#### [Exercise aim]
Going from the line that contains "Query: white polo shirt" down to the last line in the listing below, reproduce every line exactly and include no others.

#### [Data provided]
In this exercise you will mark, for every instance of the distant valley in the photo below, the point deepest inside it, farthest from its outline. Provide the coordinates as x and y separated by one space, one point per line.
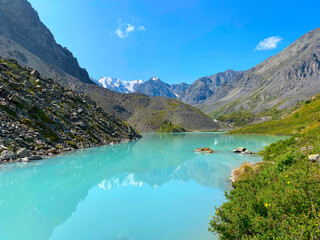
19 39
279 82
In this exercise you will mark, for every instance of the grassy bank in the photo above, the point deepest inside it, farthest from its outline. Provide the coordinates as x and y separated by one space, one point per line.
280 197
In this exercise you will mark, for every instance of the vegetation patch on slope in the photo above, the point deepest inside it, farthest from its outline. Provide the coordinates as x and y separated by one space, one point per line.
277 199
41 117
298 120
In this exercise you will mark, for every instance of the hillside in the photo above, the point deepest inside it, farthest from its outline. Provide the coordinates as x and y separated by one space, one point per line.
207 89
41 116
19 19
147 114
21 24
279 197
307 114
281 80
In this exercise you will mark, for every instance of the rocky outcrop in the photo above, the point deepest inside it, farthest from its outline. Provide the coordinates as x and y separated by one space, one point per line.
281 80
204 88
39 117
21 23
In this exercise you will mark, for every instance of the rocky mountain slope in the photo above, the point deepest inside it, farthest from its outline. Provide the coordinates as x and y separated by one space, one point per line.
39 117
154 87
147 114
205 88
115 84
20 23
280 81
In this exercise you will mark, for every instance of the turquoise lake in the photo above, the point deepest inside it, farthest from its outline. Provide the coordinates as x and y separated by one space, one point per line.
156 188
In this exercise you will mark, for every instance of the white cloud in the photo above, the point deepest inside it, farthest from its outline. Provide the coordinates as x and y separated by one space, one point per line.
124 29
268 43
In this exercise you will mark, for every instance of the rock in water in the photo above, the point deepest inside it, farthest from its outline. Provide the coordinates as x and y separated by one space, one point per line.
7 155
204 150
240 150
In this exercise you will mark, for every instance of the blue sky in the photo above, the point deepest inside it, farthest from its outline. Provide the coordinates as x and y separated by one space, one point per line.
176 40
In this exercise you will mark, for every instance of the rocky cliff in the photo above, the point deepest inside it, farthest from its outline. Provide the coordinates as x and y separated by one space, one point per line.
280 81
39 117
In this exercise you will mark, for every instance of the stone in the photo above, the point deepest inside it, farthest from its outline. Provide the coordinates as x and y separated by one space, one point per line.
7 155
314 158
22 153
240 150
24 160
204 150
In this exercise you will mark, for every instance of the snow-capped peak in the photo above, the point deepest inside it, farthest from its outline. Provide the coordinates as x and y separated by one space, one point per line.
115 84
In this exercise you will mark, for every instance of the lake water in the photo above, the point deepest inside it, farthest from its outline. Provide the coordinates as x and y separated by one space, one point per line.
156 188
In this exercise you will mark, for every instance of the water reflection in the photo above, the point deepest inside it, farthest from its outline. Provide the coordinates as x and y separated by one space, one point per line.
36 198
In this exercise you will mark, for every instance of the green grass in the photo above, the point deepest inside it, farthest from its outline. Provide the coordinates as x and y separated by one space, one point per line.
297 121
278 198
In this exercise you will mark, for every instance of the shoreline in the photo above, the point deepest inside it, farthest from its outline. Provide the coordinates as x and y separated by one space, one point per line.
56 152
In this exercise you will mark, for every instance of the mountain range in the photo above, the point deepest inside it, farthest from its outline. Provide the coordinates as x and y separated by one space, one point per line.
25 38
290 76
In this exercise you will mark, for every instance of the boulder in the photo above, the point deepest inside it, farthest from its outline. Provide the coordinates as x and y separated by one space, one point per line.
240 150
314 158
204 150
7 155
22 153
24 160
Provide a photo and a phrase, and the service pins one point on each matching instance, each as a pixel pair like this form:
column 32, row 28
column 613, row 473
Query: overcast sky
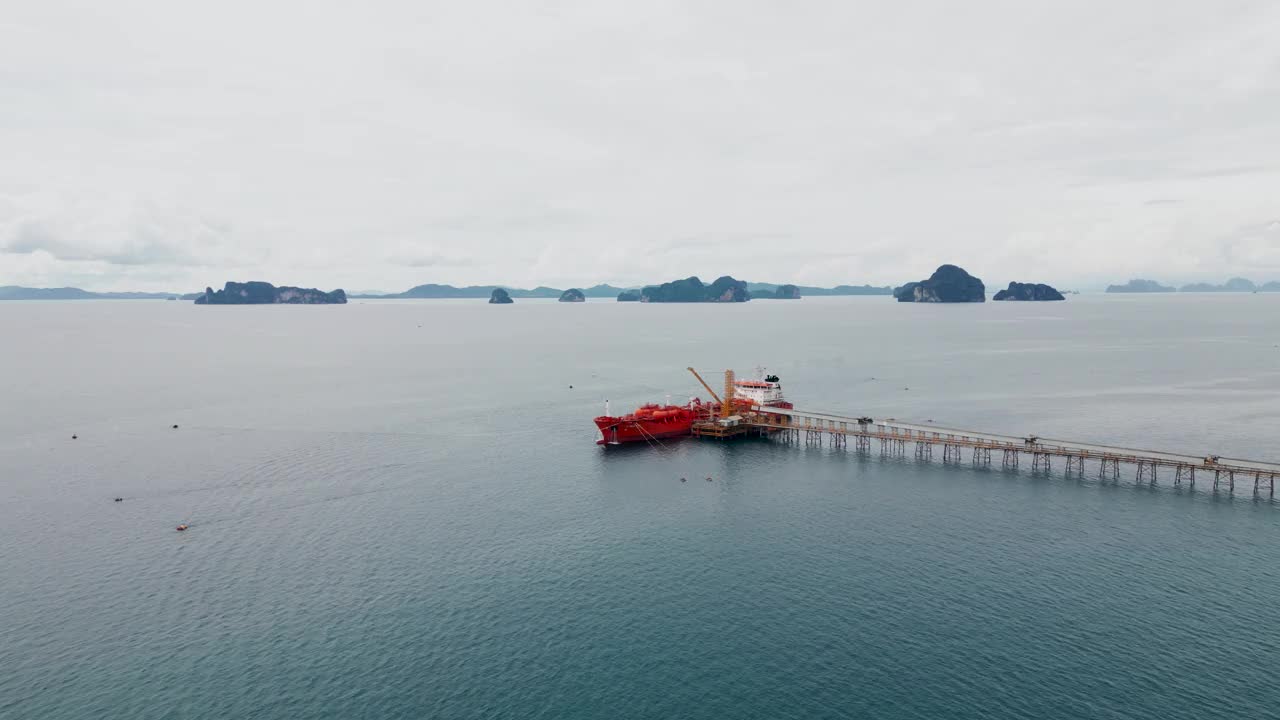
column 168, row 145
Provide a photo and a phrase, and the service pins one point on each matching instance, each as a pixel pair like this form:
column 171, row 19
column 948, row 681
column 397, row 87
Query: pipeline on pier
column 892, row 437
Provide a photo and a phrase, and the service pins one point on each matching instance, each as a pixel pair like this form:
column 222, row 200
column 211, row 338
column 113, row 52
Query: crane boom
column 705, row 386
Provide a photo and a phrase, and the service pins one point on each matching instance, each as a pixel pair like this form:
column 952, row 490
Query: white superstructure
column 767, row 390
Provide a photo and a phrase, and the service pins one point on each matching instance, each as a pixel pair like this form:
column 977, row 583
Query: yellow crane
column 705, row 386
column 726, row 408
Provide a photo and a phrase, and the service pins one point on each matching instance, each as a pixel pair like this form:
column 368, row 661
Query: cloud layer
column 389, row 144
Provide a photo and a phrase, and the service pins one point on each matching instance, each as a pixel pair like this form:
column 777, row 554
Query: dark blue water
column 398, row 511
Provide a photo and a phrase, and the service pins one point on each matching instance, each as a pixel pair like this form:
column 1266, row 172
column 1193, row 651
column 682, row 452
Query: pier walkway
column 892, row 438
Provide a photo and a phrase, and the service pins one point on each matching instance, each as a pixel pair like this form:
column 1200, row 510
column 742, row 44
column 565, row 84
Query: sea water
column 397, row 509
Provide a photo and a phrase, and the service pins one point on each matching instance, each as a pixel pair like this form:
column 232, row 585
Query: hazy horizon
column 160, row 147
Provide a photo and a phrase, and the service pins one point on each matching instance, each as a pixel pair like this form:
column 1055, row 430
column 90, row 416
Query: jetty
column 737, row 417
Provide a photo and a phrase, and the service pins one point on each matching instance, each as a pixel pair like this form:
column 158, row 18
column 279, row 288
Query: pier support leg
column 1010, row 459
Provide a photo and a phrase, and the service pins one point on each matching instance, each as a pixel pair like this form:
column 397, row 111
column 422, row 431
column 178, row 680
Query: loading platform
column 1075, row 459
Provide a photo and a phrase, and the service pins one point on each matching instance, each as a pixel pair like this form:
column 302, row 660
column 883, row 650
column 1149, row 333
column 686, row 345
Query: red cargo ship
column 653, row 422
column 650, row 422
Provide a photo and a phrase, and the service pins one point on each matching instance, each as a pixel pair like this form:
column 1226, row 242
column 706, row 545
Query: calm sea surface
column 398, row 510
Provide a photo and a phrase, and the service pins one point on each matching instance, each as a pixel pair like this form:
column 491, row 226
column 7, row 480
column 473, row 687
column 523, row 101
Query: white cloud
column 394, row 142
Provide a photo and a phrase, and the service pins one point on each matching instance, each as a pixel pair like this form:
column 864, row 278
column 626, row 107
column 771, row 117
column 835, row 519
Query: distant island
column 949, row 283
column 256, row 292
column 1139, row 285
column 691, row 290
column 17, row 292
column 479, row 291
column 1029, row 292
column 782, row 292
column 1234, row 285
column 762, row 290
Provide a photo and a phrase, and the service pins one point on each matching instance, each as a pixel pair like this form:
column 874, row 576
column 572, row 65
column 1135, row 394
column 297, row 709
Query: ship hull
column 620, row 431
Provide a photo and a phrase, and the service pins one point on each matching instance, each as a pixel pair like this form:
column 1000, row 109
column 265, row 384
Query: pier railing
column 892, row 438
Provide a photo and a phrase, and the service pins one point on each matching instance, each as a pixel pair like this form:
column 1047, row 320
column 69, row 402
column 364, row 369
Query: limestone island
column 265, row 294
column 1029, row 291
column 1139, row 285
column 1234, row 285
column 949, row 283
column 691, row 290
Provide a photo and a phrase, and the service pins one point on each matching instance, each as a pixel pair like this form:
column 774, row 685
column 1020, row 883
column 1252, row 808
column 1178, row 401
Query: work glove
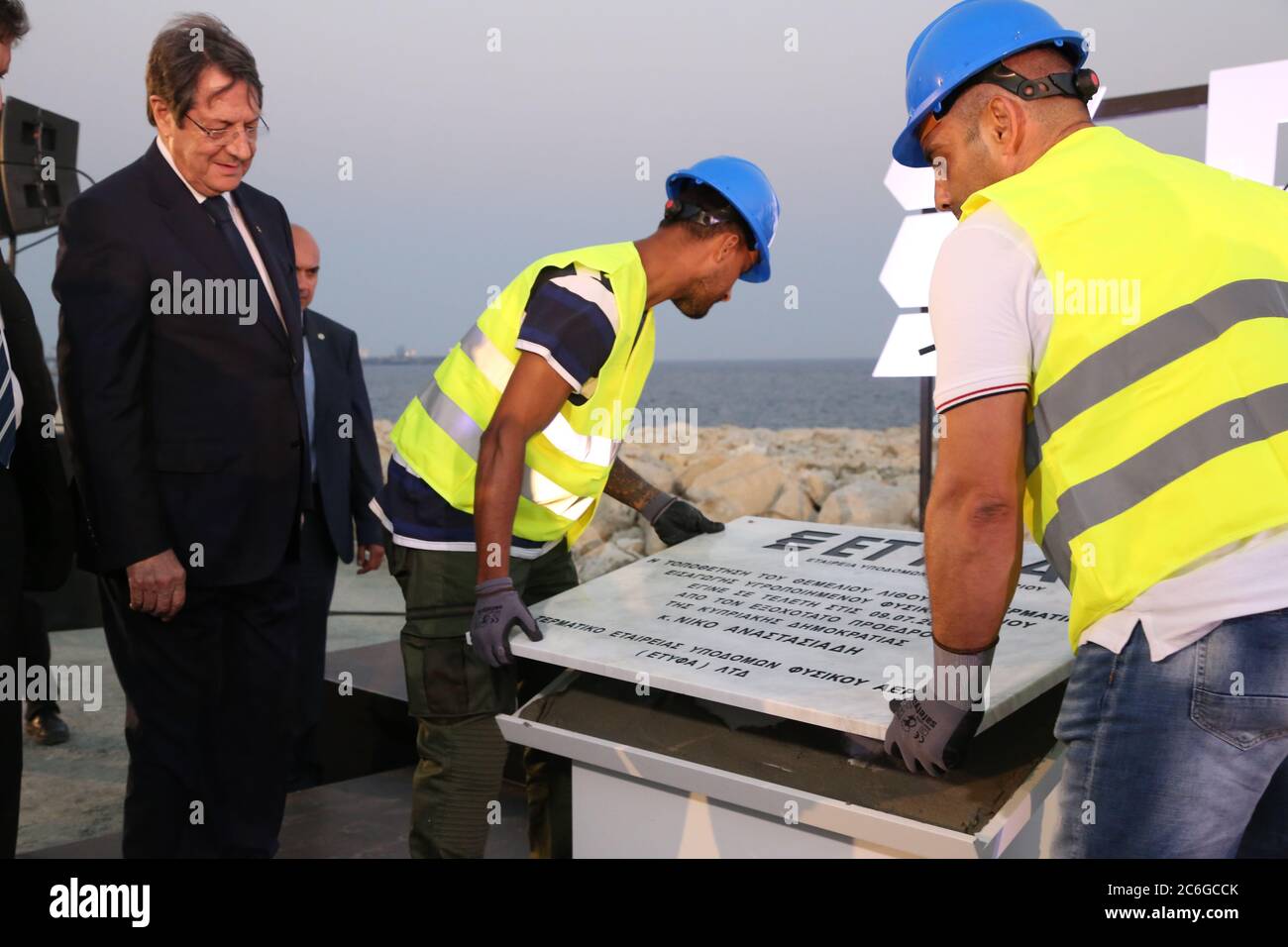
column 932, row 729
column 497, row 607
column 675, row 519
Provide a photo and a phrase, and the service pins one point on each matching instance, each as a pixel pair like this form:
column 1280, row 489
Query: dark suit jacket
column 183, row 428
column 37, row 466
column 348, row 460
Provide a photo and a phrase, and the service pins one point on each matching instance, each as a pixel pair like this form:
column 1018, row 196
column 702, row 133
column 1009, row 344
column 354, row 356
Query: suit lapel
column 284, row 295
column 198, row 235
column 187, row 221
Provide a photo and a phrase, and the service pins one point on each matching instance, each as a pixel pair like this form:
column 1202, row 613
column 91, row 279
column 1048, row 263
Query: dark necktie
column 219, row 211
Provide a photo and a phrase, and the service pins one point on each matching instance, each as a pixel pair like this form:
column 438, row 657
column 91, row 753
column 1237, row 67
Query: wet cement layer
column 807, row 758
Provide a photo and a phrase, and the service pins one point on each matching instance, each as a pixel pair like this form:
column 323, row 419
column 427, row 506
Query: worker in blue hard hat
column 501, row 463
column 1112, row 335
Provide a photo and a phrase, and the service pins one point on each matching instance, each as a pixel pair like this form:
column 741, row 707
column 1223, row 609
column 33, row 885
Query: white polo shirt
column 991, row 331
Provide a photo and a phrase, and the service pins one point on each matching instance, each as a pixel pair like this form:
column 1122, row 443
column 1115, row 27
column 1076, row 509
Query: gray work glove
column 932, row 729
column 675, row 519
column 497, row 608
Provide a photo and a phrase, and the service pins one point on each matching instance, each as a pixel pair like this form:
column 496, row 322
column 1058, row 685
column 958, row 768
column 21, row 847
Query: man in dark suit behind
column 35, row 512
column 184, row 414
column 346, row 476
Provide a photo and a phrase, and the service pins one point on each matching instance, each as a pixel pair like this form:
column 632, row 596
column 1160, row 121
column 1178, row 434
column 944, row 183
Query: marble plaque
column 806, row 621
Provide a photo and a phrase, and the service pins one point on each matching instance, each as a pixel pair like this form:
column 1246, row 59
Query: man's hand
column 370, row 557
column 158, row 585
column 934, row 727
column 496, row 609
column 677, row 521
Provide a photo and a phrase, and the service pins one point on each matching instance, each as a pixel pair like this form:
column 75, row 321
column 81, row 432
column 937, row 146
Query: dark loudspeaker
column 39, row 172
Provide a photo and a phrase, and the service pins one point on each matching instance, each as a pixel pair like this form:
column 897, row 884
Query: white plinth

#### [Answer to this exercise]
Query: white polo shirt
column 991, row 331
Provide a photo and a phrase, and the service pins one point on each matching instance, each as a pixel pair like this form:
column 1122, row 443
column 1115, row 27
column 1076, row 509
Query: gray work glove
column 932, row 729
column 675, row 519
column 497, row 608
Provide a photo and a phrase, and the service pins one point on each matching instance, each as a pixel pair like this form:
column 496, row 322
column 1058, row 685
column 958, row 768
column 21, row 847
Query: man in dark suit behind
column 35, row 512
column 184, row 414
column 346, row 476
Provide a photo and a phrase, and the service pins one point on each matching instance, each as a pixel pair like this form:
column 632, row 596
column 1160, row 121
column 1178, row 434
column 944, row 183
Query: marble plaque
column 806, row 621
Provide a photo and a phrase, and the service pins one point on each matching instance, each as a pixel pair like this form:
column 1246, row 59
Query: man's hand
column 370, row 557
column 158, row 585
column 934, row 727
column 496, row 609
column 677, row 521
Provide a photo and a phrase, and the service pins one point on each matching instance, each as a pixel pair like this form:
column 75, row 321
column 81, row 432
column 937, row 146
Query: dark loudspeaker
column 39, row 172
Provide a photo and a phrase, and the service pins one point on each matching instance, each as a pixel pair like this form:
column 897, row 884
Query: white plinth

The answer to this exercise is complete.